Render the items below, from the line containing "Expected behaviour: for every instance of the rocky mountain" up to and including the line containing "x=563 y=472", as a Markdown table with the columns Row and Line, numbering each row and omitting blank lines. Leave the pictures out of the table.
--- Entries provided ---
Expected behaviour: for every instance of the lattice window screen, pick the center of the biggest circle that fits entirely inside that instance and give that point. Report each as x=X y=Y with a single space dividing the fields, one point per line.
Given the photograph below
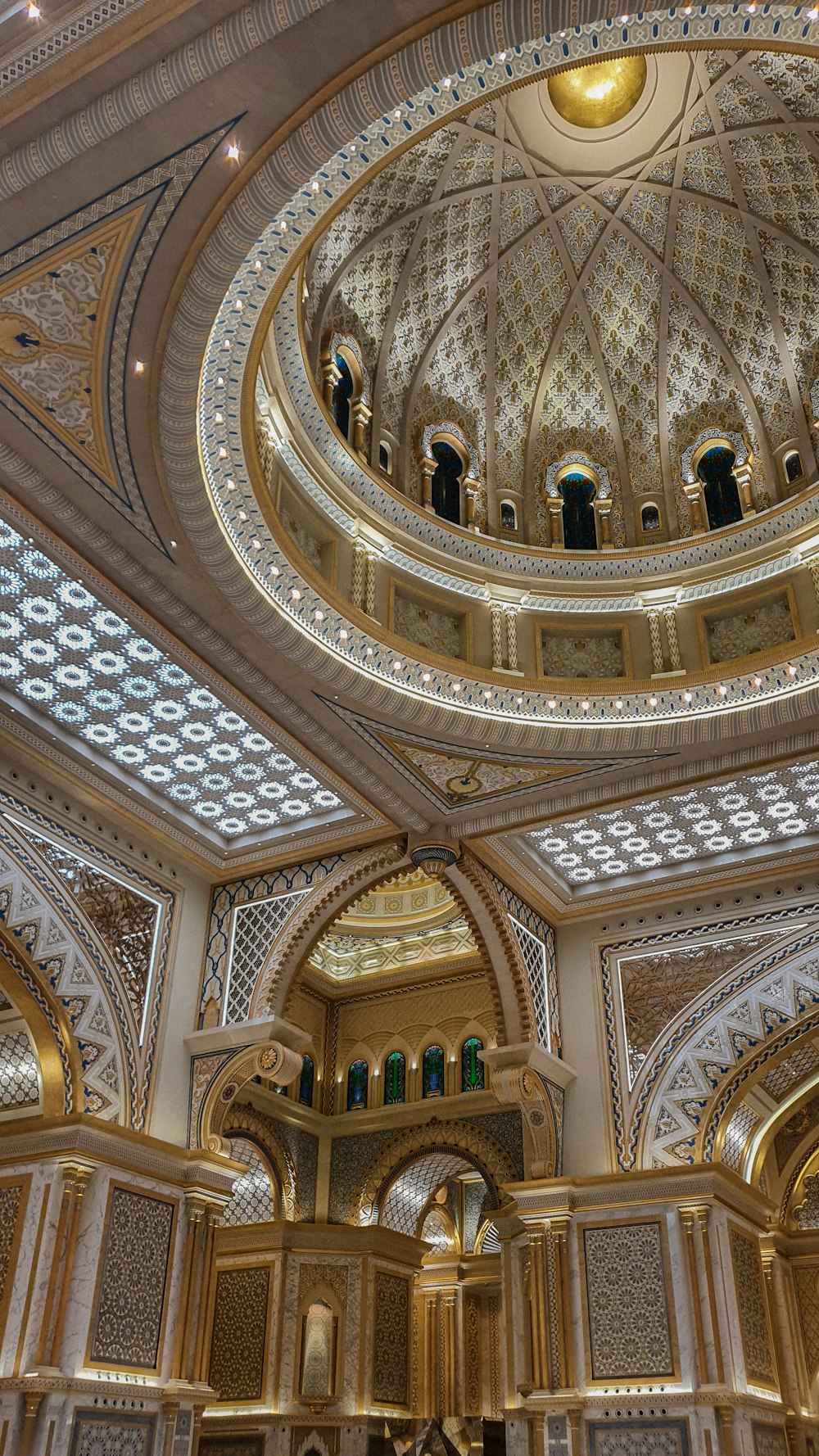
x=534 y=954
x=254 y=1199
x=256 y=928
x=742 y=1123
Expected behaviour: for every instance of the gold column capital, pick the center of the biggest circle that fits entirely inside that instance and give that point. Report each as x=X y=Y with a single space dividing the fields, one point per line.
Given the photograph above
x=76 y=1175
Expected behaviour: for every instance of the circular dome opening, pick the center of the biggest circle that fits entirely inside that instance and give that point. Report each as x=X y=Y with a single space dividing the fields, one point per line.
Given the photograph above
x=600 y=95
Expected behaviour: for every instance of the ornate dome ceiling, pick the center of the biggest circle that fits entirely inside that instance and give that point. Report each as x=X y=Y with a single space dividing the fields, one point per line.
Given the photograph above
x=553 y=288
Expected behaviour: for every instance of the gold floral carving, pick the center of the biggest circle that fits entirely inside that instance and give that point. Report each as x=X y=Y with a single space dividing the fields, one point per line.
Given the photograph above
x=239 y=1331
x=391 y=1340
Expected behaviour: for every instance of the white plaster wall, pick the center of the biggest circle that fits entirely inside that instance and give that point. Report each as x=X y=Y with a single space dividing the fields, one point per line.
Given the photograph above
x=586 y=1145
x=168 y=1117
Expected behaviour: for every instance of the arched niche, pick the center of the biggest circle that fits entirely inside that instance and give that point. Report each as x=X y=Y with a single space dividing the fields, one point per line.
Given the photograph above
x=319 y=1324
x=347 y=389
x=577 y=492
x=450 y=473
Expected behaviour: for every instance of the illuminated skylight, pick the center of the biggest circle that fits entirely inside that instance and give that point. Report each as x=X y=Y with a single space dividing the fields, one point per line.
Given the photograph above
x=723 y=819
x=75 y=660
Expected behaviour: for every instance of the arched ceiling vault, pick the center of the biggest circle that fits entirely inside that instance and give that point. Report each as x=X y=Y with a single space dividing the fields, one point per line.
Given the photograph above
x=602 y=305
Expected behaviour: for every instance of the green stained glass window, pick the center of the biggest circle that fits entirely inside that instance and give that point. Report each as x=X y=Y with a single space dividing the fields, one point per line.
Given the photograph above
x=396 y=1078
x=357 y=1085
x=342 y=395
x=306 y=1082
x=471 y=1066
x=432 y=1079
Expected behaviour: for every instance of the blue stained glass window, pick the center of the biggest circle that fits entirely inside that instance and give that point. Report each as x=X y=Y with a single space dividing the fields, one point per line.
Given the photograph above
x=396 y=1078
x=357 y=1078
x=473 y=1069
x=719 y=486
x=446 y=482
x=342 y=395
x=579 y=531
x=432 y=1079
x=306 y=1082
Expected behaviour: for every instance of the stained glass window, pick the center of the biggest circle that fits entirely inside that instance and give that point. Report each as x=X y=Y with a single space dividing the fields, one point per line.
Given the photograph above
x=432 y=1079
x=446 y=482
x=357 y=1085
x=396 y=1078
x=471 y=1066
x=306 y=1082
x=579 y=531
x=719 y=486
x=342 y=395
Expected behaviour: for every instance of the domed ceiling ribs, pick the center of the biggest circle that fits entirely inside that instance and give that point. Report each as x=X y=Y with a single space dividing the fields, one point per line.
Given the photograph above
x=544 y=308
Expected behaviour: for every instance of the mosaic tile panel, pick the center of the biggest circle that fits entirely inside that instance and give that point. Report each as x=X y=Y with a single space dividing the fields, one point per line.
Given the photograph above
x=626 y=1293
x=133 y=1280
x=391 y=1341
x=639 y=1439
x=753 y=1309
x=239 y=1331
x=106 y=1433
x=20 y=1088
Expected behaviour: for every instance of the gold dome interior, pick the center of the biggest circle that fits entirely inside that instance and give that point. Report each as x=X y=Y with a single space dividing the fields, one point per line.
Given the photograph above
x=600 y=95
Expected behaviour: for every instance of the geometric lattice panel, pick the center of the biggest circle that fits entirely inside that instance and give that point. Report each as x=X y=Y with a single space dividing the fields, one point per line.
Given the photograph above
x=239 y=1331
x=534 y=954
x=676 y=829
x=254 y=1199
x=628 y=1314
x=391 y=1345
x=256 y=928
x=88 y=670
x=133 y=1280
x=20 y=1087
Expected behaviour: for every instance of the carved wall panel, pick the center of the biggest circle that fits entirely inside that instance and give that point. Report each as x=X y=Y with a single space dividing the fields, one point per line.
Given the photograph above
x=753 y=1309
x=133 y=1280
x=437 y=631
x=13 y=1196
x=239 y=1332
x=806 y=1286
x=110 y=1433
x=639 y=1439
x=630 y=1330
x=574 y=654
x=758 y=626
x=391 y=1340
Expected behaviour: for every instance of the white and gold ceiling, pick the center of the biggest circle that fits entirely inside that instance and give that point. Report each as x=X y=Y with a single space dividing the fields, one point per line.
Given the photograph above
x=542 y=284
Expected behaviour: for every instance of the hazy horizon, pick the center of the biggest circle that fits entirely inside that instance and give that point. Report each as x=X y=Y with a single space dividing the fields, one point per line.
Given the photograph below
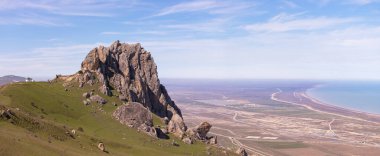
x=208 y=39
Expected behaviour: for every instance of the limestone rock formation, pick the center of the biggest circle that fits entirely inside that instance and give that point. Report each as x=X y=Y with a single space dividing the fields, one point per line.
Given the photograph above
x=129 y=71
x=199 y=132
x=98 y=99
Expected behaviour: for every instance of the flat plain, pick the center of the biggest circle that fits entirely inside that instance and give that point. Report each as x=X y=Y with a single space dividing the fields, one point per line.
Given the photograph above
x=275 y=118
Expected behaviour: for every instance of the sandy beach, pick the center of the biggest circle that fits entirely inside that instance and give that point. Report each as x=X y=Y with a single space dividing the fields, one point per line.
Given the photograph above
x=314 y=104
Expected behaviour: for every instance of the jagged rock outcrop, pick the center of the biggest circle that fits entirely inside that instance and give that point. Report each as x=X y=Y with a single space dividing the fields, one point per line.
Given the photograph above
x=199 y=132
x=129 y=71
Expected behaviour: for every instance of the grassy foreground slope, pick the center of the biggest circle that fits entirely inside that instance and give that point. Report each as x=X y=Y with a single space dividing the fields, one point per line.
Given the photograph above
x=46 y=112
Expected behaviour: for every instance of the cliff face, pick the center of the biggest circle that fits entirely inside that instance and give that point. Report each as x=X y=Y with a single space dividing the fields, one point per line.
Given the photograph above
x=130 y=71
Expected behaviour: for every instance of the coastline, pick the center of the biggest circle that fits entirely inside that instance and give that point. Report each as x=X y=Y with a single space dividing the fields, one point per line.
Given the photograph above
x=319 y=106
x=316 y=100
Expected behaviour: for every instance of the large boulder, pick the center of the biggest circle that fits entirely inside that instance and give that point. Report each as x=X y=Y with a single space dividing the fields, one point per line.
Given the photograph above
x=177 y=126
x=199 y=132
x=134 y=115
x=98 y=99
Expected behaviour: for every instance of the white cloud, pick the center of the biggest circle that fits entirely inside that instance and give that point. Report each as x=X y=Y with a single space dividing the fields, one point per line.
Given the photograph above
x=189 y=7
x=362 y=2
x=211 y=6
x=215 y=25
x=290 y=4
x=32 y=20
x=110 y=33
x=283 y=23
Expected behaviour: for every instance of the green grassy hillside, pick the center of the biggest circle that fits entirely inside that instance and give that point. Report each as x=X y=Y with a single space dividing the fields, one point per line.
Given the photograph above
x=45 y=112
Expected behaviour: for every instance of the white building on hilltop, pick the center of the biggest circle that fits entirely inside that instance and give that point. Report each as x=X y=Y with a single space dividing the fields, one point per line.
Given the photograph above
x=28 y=79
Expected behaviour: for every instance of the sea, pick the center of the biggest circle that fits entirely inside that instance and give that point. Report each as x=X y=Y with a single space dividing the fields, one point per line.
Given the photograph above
x=361 y=96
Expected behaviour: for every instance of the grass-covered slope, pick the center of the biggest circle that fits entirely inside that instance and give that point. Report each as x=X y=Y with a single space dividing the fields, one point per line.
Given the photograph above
x=44 y=113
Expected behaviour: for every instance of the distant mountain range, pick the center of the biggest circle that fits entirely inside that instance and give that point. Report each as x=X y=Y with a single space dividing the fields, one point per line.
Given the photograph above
x=11 y=78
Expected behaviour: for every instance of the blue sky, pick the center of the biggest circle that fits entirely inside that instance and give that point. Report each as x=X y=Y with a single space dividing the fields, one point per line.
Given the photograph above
x=231 y=39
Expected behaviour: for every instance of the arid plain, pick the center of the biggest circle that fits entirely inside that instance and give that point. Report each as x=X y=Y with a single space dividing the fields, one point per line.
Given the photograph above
x=275 y=118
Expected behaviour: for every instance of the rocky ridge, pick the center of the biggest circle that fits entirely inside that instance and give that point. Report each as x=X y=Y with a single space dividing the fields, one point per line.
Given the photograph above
x=129 y=72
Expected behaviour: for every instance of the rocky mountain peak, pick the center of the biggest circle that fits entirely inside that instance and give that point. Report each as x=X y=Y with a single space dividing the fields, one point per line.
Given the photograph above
x=129 y=71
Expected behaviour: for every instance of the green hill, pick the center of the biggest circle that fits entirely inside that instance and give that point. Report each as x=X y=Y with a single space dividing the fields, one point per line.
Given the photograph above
x=43 y=115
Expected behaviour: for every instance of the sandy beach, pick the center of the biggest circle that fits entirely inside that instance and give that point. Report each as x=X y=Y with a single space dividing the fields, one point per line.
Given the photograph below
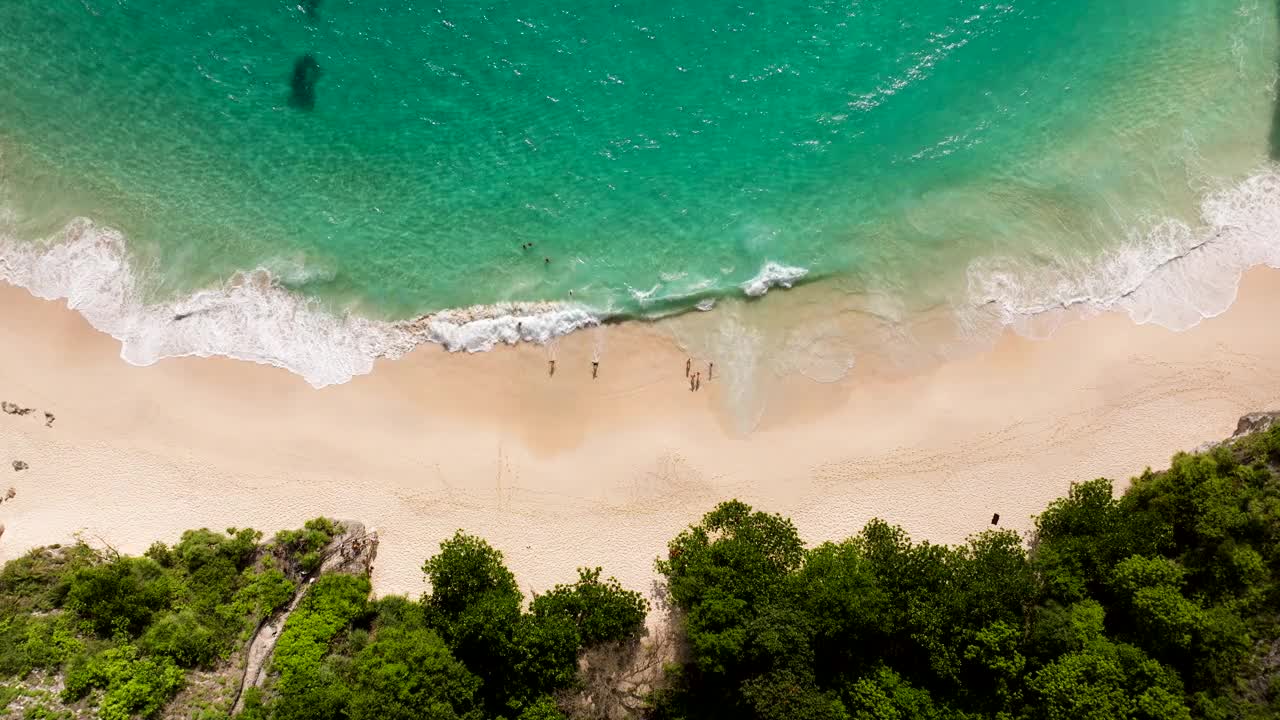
x=563 y=472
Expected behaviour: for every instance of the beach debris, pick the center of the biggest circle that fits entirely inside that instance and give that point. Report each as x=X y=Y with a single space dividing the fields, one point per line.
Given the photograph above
x=14 y=409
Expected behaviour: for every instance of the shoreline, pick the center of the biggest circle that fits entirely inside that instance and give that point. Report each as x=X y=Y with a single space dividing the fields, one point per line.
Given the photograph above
x=570 y=472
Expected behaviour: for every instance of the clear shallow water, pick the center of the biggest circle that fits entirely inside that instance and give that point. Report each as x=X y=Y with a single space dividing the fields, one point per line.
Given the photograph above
x=389 y=162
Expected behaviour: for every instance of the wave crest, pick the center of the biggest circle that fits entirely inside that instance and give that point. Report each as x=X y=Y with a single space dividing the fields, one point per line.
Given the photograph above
x=251 y=317
x=1168 y=273
x=773 y=274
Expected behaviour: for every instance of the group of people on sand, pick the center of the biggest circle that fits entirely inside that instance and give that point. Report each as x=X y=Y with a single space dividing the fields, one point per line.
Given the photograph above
x=595 y=368
x=695 y=379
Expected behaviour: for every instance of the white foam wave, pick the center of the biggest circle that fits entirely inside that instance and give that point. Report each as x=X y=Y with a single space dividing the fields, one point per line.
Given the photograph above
x=251 y=317
x=773 y=274
x=1168 y=272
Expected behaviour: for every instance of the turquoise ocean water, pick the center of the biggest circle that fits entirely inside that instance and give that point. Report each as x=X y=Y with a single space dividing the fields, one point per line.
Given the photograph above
x=385 y=160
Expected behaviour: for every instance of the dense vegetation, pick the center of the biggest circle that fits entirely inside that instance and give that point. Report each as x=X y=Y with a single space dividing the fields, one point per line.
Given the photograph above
x=126 y=630
x=469 y=650
x=1162 y=604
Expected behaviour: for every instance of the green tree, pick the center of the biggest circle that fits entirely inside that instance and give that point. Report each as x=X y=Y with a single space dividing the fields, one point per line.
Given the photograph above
x=600 y=610
x=408 y=674
x=120 y=595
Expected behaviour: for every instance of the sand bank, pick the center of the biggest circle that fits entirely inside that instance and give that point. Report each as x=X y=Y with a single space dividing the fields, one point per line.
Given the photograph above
x=561 y=472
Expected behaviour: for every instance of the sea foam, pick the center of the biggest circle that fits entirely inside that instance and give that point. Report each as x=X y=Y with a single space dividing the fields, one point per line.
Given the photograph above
x=1166 y=272
x=773 y=274
x=251 y=317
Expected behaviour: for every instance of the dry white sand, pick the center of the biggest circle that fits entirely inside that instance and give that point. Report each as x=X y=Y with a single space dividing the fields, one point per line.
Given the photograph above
x=566 y=472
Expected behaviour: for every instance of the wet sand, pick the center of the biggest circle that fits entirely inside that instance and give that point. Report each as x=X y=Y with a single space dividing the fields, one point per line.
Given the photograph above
x=567 y=470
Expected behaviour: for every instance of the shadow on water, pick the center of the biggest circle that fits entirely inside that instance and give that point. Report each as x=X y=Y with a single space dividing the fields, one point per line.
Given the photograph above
x=1274 y=140
x=302 y=85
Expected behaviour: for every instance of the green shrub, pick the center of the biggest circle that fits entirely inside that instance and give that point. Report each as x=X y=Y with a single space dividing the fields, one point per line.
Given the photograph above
x=330 y=604
x=119 y=596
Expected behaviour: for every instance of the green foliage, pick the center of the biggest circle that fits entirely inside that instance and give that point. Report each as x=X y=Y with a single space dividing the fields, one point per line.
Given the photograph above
x=332 y=602
x=304 y=545
x=1146 y=606
x=181 y=636
x=132 y=684
x=408 y=674
x=119 y=596
x=600 y=611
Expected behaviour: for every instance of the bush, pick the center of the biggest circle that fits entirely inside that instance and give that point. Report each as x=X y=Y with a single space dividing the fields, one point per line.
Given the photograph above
x=119 y=596
x=332 y=602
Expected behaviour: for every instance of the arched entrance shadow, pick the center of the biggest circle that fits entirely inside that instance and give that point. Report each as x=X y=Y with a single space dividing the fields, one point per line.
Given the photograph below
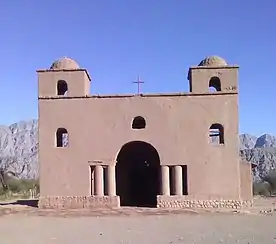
x=137 y=174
---
*The result:*
| Row | Line |
|---|---|
| 1 | Expected behaviour: for every instance of the rocky mountain peak, pick the center of the biggest circle that fits entirely inside that instance and give that point. Report each as x=X y=Y with a single space dividing the fields, one point per line. |
| 2 | Given the photograph above |
| 3 | x=129 y=71 |
| 4 | Expected behaviour: for every instance of the green hill, pick the center of the biggest circle that fits entirely inside that instance and give that point. Report each as x=X y=Y with a single space dividing the fields, one point per line. |
| 5 | Given the photograph above |
| 6 | x=43 y=115 |
| 7 | Expected behaviour: for every instance of the sandy beach, pick the center of the biggest circle that fits entirely inside that instance and give that point. Report each as x=X y=Y with a single space dividing the fields, one point per line. |
| 8 | Given the photograph below |
| 9 | x=563 y=472 |